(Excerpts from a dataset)
== Segment start ==

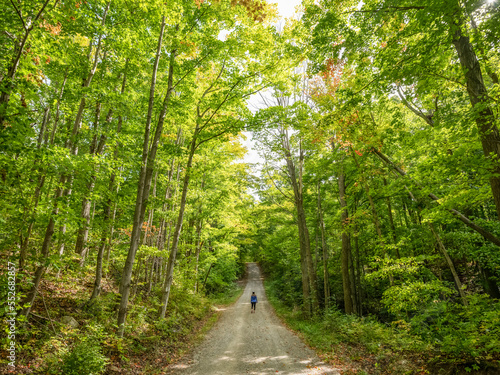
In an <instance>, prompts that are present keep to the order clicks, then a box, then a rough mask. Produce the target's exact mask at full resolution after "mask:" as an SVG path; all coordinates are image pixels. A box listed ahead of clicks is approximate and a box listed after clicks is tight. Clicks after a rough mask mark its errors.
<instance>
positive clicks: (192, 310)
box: [0, 273, 241, 375]
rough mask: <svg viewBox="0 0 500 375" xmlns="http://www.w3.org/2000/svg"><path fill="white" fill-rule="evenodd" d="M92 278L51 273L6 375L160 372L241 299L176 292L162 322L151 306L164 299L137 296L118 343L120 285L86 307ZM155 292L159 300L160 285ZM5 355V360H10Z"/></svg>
mask: <svg viewBox="0 0 500 375" xmlns="http://www.w3.org/2000/svg"><path fill="white" fill-rule="evenodd" d="M75 276H76V275H75ZM92 277H93V275H92V274H91V273H89V274H87V275H86V276H85V278H84V279H83V280H82V279H80V280H77V279H76V278H73V277H72V275H71V273H68V274H67V275H65V277H64V279H57V278H56V276H55V275H54V274H51V275H47V277H46V279H45V280H44V281H43V282H42V284H41V288H40V290H41V295H40V296H43V299H42V298H41V297H39V298H37V300H36V302H35V305H34V307H33V310H32V311H33V314H32V316H31V317H30V320H29V322H28V323H27V324H26V325H24V327H21V326H19V327H18V328H19V330H18V332H17V342H16V344H17V355H18V358H17V360H16V368H15V370H10V369H9V368H8V367H7V363H6V362H5V361H3V362H0V373H15V374H47V375H56V374H67V375H100V374H103V373H104V372H105V371H107V372H106V373H115V372H118V371H119V372H120V373H121V374H142V373H147V374H151V375H154V374H158V373H161V371H162V370H163V369H164V368H165V367H166V366H167V365H169V364H170V363H172V362H175V361H176V360H177V359H178V358H179V357H180V356H182V354H183V353H184V352H186V351H188V350H189V349H190V348H191V347H192V346H193V345H194V344H195V343H196V342H198V341H199V340H201V338H202V337H203V335H204V333H205V332H206V331H207V330H208V329H209V328H210V327H211V326H212V325H213V324H214V323H215V322H216V321H217V318H218V314H217V308H216V307H215V305H221V304H229V303H231V302H233V301H234V300H235V299H236V298H237V297H238V296H239V295H240V294H241V287H240V286H238V285H237V284H232V285H230V286H228V287H227V288H226V289H225V291H224V293H220V294H218V295H215V296H210V298H207V297H205V296H203V295H201V294H196V293H194V292H193V291H192V290H186V289H181V288H178V287H175V286H174V287H173V288H172V290H171V295H170V300H169V305H168V309H167V315H166V318H165V319H159V318H158V308H159V305H158V303H156V304H154V303H153V302H152V301H157V300H159V298H152V297H153V295H149V296H148V295H146V294H144V293H142V292H141V291H138V292H137V294H136V295H135V296H134V297H133V299H132V301H131V303H130V304H129V311H128V315H127V328H126V334H125V336H124V337H123V338H118V337H117V335H116V328H117V327H116V325H115V323H116V314H117V307H118V303H119V294H118V293H117V290H116V283H114V286H112V285H113V280H104V282H103V284H104V285H105V288H104V291H103V293H102V295H101V296H100V297H99V298H98V299H97V300H96V301H95V302H94V303H93V304H92V305H90V306H85V303H86V302H87V300H88V297H89V295H90V294H91V291H92ZM78 281H79V282H78ZM68 290H70V291H71V293H68ZM154 293H156V294H158V296H159V295H160V293H161V291H160V289H159V287H158V288H157V289H154V290H153V291H152V294H154ZM68 295H70V297H68ZM44 302H45V305H44ZM63 316H71V317H72V318H74V319H75V320H76V322H78V327H74V328H72V327H70V326H68V325H65V324H62V323H60V321H61V318H62V317H63ZM48 317H50V320H49V318H48ZM2 339H3V338H2ZM3 341H5V339H3ZM3 341H2V342H1V344H2V347H5V343H4V342H3ZM1 354H2V360H3V359H4V358H6V355H4V354H5V353H3V352H2V353H1ZM9 371H10V372H9Z"/></svg>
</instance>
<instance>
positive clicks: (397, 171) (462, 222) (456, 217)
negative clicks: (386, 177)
mask: <svg viewBox="0 0 500 375" xmlns="http://www.w3.org/2000/svg"><path fill="white" fill-rule="evenodd" d="M372 151H373V153H375V154H376V155H377V156H378V157H379V158H380V159H381V160H382V161H384V162H385V163H386V164H387V165H388V166H390V167H392V168H393V169H394V170H395V171H396V172H397V173H398V174H399V175H400V176H403V177H404V176H406V172H404V171H403V170H402V169H401V168H399V167H398V166H397V165H395V164H394V163H393V162H392V161H390V160H389V158H388V157H387V156H385V155H384V154H382V153H381V152H380V151H378V150H377V149H376V148H372ZM414 183H415V184H416V185H417V186H419V184H418V183H416V182H414ZM427 196H428V197H429V198H431V199H432V200H433V201H436V202H438V204H439V198H438V197H437V196H435V195H434V194H432V193H429V194H427ZM447 211H448V212H450V213H451V214H452V215H453V216H455V217H456V218H457V219H458V220H460V221H461V222H462V223H464V224H465V225H467V226H468V227H469V228H471V229H473V230H474V231H476V232H478V233H479V234H480V235H482V236H483V237H484V238H485V239H486V240H488V241H490V242H491V243H494V244H495V245H497V246H500V238H498V237H496V236H495V235H494V234H493V233H491V232H488V231H487V230H486V229H484V228H482V227H480V226H479V225H477V224H476V223H474V222H473V221H472V220H470V219H469V218H468V217H466V216H465V215H463V214H462V213H461V212H459V211H457V210H455V209H453V208H450V209H447Z"/></svg>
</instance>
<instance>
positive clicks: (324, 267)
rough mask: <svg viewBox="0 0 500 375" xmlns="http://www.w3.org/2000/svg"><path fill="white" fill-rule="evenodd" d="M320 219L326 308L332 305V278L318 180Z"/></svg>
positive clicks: (318, 207)
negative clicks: (330, 305)
mask: <svg viewBox="0 0 500 375" xmlns="http://www.w3.org/2000/svg"><path fill="white" fill-rule="evenodd" d="M318 219H319V227H320V229H321V247H322V249H323V284H324V285H323V289H324V291H325V308H326V309H327V308H328V307H329V306H330V279H329V275H328V247H327V244H326V230H325V223H324V221H323V209H322V208H321V183H320V181H318Z"/></svg>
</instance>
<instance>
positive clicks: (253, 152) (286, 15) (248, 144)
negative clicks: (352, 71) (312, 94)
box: [242, 0, 302, 163]
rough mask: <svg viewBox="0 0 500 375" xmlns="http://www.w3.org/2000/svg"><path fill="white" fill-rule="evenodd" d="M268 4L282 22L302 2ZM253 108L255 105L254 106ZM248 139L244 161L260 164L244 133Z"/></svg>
mask: <svg viewBox="0 0 500 375" xmlns="http://www.w3.org/2000/svg"><path fill="white" fill-rule="evenodd" d="M267 2H268V3H275V4H278V11H279V14H280V16H281V17H282V19H283V20H282V22H283V21H284V19H285V18H290V17H291V16H293V14H294V13H295V7H296V6H297V5H299V4H300V3H301V2H302V0H277V1H270V0H267ZM252 106H253V105H252ZM244 134H245V136H246V137H247V139H246V140H244V141H243V142H242V143H243V145H244V146H245V147H246V148H247V150H248V153H247V154H246V155H245V157H244V158H243V160H244V161H245V162H246V163H258V162H259V161H261V160H262V159H261V158H260V157H259V155H258V153H257V151H255V150H254V142H253V141H252V135H251V133H249V132H244Z"/></svg>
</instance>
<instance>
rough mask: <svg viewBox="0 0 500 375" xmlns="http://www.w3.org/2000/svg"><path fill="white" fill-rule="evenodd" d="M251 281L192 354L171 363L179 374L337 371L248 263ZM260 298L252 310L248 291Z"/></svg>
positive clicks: (212, 374) (246, 285) (170, 370)
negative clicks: (277, 300) (301, 332)
mask: <svg viewBox="0 0 500 375" xmlns="http://www.w3.org/2000/svg"><path fill="white" fill-rule="evenodd" d="M247 271H248V283H247V285H246V288H245V291H244V293H243V295H242V296H241V298H240V299H239V300H238V302H236V303H235V304H234V305H233V306H231V307H230V308H228V309H227V310H226V311H224V312H223V314H222V316H221V318H220V320H219V322H217V324H216V325H215V327H214V328H213V329H212V330H211V331H210V332H209V333H208V334H207V336H206V338H205V340H204V342H203V343H202V344H201V345H200V346H199V347H198V348H196V349H195V350H194V353H193V354H192V355H191V358H187V359H185V360H184V361H183V362H181V363H178V364H176V365H173V366H171V367H170V368H169V370H170V373H172V374H176V375H243V374H251V375H265V374H274V375H276V374H280V375H308V374H310V375H320V374H338V372H337V371H336V370H335V369H332V368H330V367H328V366H327V365H325V364H323V363H321V361H320V360H319V358H318V357H317V356H316V355H315V353H314V352H313V351H312V350H311V349H309V348H308V347H306V346H305V345H304V344H303V343H302V342H301V340H300V339H299V338H298V337H297V336H295V335H294V334H292V333H291V332H290V331H288V330H287V329H286V328H285V327H284V326H283V325H282V324H281V322H280V321H279V320H278V318H277V317H276V316H275V314H274V312H273V310H272V308H271V306H269V303H268V301H267V298H266V295H265V292H264V287H263V285H262V279H261V275H260V270H259V268H258V266H257V264H255V263H249V264H248V269H247ZM252 292H255V293H256V294H257V297H258V303H257V309H256V313H255V314H251V313H250V295H251V294H252Z"/></svg>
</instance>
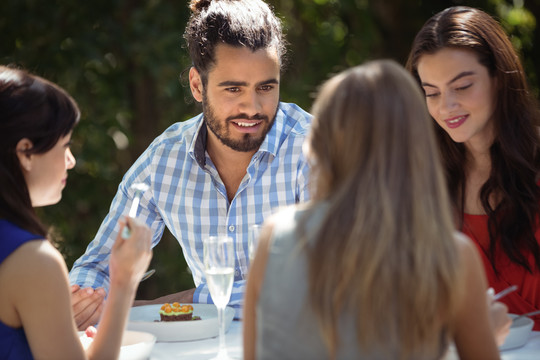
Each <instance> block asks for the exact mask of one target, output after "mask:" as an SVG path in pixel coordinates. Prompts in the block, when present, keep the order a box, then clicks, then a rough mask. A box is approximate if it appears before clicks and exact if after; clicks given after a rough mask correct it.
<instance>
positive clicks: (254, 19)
mask: <svg viewBox="0 0 540 360" xmlns="http://www.w3.org/2000/svg"><path fill="white" fill-rule="evenodd" d="M190 9H191V11H192V14H191V17H190V19H189V22H188V24H187V26H186V30H185V33H184V38H185V39H186V41H187V46H188V50H189V55H190V57H191V61H192V62H193V66H194V67H195V69H197V71H198V72H199V74H200V75H201V79H202V81H203V85H206V81H207V76H208V72H209V71H210V70H211V68H212V66H213V65H214V64H215V49H216V46H217V45H218V44H226V45H231V46H236V47H247V48H248V49H250V50H252V51H256V50H259V49H264V48H267V47H271V46H274V47H275V48H276V50H277V52H278V57H279V59H281V64H283V58H284V55H285V51H286V46H285V40H284V37H283V32H282V27H281V21H280V20H279V19H278V18H277V17H276V15H275V14H274V13H273V12H272V10H271V9H270V8H269V6H268V5H267V4H266V3H265V2H264V1H262V0H212V1H209V0H192V1H191V3H190Z"/></svg>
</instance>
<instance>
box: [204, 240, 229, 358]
mask: <svg viewBox="0 0 540 360" xmlns="http://www.w3.org/2000/svg"><path fill="white" fill-rule="evenodd" d="M203 244H204V273H205V276H206V282H207V284H208V289H209V290H210V295H211V296H212V301H213V302H214V304H215V305H216V307H217V310H218V324H219V351H218V353H217V355H216V357H214V358H213V359H212V360H227V359H231V358H230V357H229V356H228V354H227V348H226V347H225V308H226V307H227V303H228V302H229V299H230V298H231V291H232V285H233V280H234V262H235V259H234V246H233V239H232V238H230V237H228V236H210V237H209V238H207V239H205V240H204V241H203Z"/></svg>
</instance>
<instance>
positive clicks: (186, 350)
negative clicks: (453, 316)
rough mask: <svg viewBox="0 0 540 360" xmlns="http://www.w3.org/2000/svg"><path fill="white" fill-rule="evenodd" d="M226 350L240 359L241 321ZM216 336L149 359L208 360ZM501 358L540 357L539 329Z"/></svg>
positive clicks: (214, 351) (241, 328) (241, 333)
mask: <svg viewBox="0 0 540 360" xmlns="http://www.w3.org/2000/svg"><path fill="white" fill-rule="evenodd" d="M225 342H226V344H227V351H228V352H229V355H231V356H233V357H234V358H235V359H239V360H240V359H242V351H243V348H242V322H241V321H233V322H232V323H231V326H230V327H229V330H228V331H227V333H226V335H225ZM218 347H219V341H218V338H217V337H215V338H210V339H204V340H196V341H188V342H158V343H156V344H155V345H154V349H153V350H152V354H151V356H150V360H165V359H167V360H168V359H183V360H208V359H211V358H212V357H213V356H215V355H216V353H217V351H218ZM501 358H502V360H533V359H534V360H538V359H540V331H534V332H533V333H532V334H531V337H530V338H529V340H528V341H527V343H526V344H525V346H523V347H521V348H518V349H513V350H506V351H503V352H501Z"/></svg>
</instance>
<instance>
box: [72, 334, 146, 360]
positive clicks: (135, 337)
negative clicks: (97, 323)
mask: <svg viewBox="0 0 540 360" xmlns="http://www.w3.org/2000/svg"><path fill="white" fill-rule="evenodd" d="M98 331H99V330H98ZM79 339H80V340H81V343H82V344H83V347H84V348H85V349H86V348H87V347H88V346H90V343H91V342H92V341H93V339H92V338H89V337H87V336H86V335H85V332H84V331H79ZM155 343H156V336H155V335H153V334H150V333H147V332H142V331H128V330H126V331H124V335H123V336H122V347H121V348H120V357H119V360H145V359H148V358H149V357H150V353H151V352H152V348H153V347H154V344H155Z"/></svg>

== Segment end ==

■ What you will do
Wherever the string "after" appears in the records, copy the whole line.

■ Task result
In an <instance>, prompts that are present keep to the order clicks, then a box, then a rough mask. Produce the target's exact mask at full resolution after "mask:" as an SVG path; all coordinates are image pixels. A box listed ahead of clicks is approximate and a box listed after clicks is tight. Clicks after a rough mask mark its errors.
Each <instance> block asks for the exact mask of one target, output after "mask:" as an SVG path in pixel coordinates. Prompts in the block, when present, keep the order a box, then clicks, then a rough mask. A box is approximate if it appears before clicks and exact if after; clicks given after a rough mask correct it.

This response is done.